Can you go through the material below, switch every "placing one point per instance" to "marking each instance with a single point" while keeping everything else unchanged, and give it again without the pictures?
-.-.-
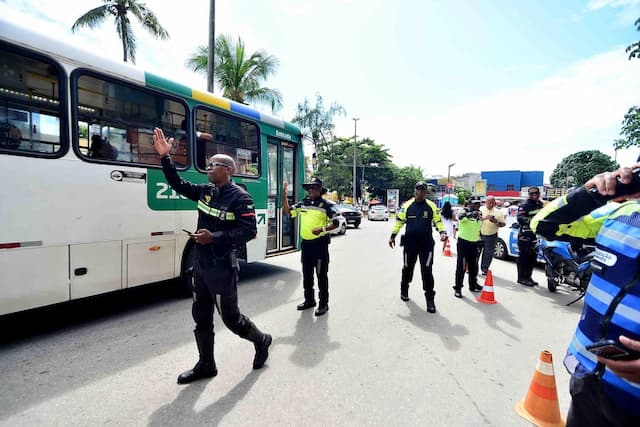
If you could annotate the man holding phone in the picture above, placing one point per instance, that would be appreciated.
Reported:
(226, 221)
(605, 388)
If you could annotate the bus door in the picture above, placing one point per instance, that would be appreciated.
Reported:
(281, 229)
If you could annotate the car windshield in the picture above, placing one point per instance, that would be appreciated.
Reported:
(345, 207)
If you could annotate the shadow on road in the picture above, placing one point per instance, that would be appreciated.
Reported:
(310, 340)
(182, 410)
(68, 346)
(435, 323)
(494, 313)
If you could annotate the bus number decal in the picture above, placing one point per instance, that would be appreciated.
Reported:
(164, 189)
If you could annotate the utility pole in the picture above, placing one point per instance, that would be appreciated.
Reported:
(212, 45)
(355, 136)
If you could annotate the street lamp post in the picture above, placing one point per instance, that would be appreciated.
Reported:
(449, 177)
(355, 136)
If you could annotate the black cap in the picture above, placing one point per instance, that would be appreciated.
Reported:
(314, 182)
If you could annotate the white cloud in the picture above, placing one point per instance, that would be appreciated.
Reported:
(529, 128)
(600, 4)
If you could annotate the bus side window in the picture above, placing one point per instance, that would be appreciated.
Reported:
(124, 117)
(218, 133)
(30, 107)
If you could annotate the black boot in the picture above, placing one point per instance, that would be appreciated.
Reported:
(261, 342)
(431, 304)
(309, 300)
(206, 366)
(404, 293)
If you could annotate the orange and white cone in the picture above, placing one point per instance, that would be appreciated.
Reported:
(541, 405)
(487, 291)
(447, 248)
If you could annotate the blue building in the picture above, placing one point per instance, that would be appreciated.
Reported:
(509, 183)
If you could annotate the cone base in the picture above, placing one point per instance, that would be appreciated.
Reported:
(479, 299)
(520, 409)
-.-.-
• [Output below]:
If you could annotate the man holding phone in the picture above, marking each instance with a single point, that would be appreciated.
Reported:
(226, 221)
(605, 388)
If you could annotate the bus door in the picture above, marking each instance with a single point, that would be appreciated.
Reported:
(281, 229)
If you could annotate the car windshield in the picture above, marking each instance with a single point, that would be appreciated.
Reported:
(345, 207)
If you could annotate the shadow on road in the picture above, marking each instance with a single point, that would be appreciated.
Reported:
(310, 340)
(182, 410)
(68, 346)
(435, 323)
(494, 313)
If you could annotate the bus number decal in the picture above, marking each instance with a single point, that would be appreciated.
Reported:
(164, 189)
If you could annotate the utility pole in the picture above, marking each instance with a single point, that would be appreciated.
Reported:
(212, 45)
(355, 136)
If you could annotate the street lamp post in the picture above, marking each instance with a single point, that would be appreciated.
Reported:
(449, 177)
(355, 136)
If you could annotate the black cap in the picture above, marking each instance with a single point, that would be appreciated.
Reported:
(314, 182)
If you could annotate the white cloud in the picture above, marking each instance with a single point, that would be appreciated.
Reported:
(529, 128)
(600, 4)
If you could annotate the bus side window in the picture above, marking each instance with a single point, that would be appreciated.
Reported:
(124, 117)
(218, 133)
(30, 107)
If you could annotate the black boot in the picture above, marking each instance with a single point, that would be appreciated.
Reported:
(261, 342)
(431, 304)
(309, 300)
(206, 366)
(404, 293)
If you could annotate the orange and white cone in the picture above, marking each instance with a single point, that would be appreciated.
Reported:
(541, 405)
(487, 291)
(447, 248)
If you could annotate the blue building in the picture above, marking each instance with a single point, that would be appreciated.
Reported:
(509, 183)
If you could annotate the cone base in the picture above, marking each instance with a single point, that would be appreciated.
Reported:
(479, 299)
(520, 409)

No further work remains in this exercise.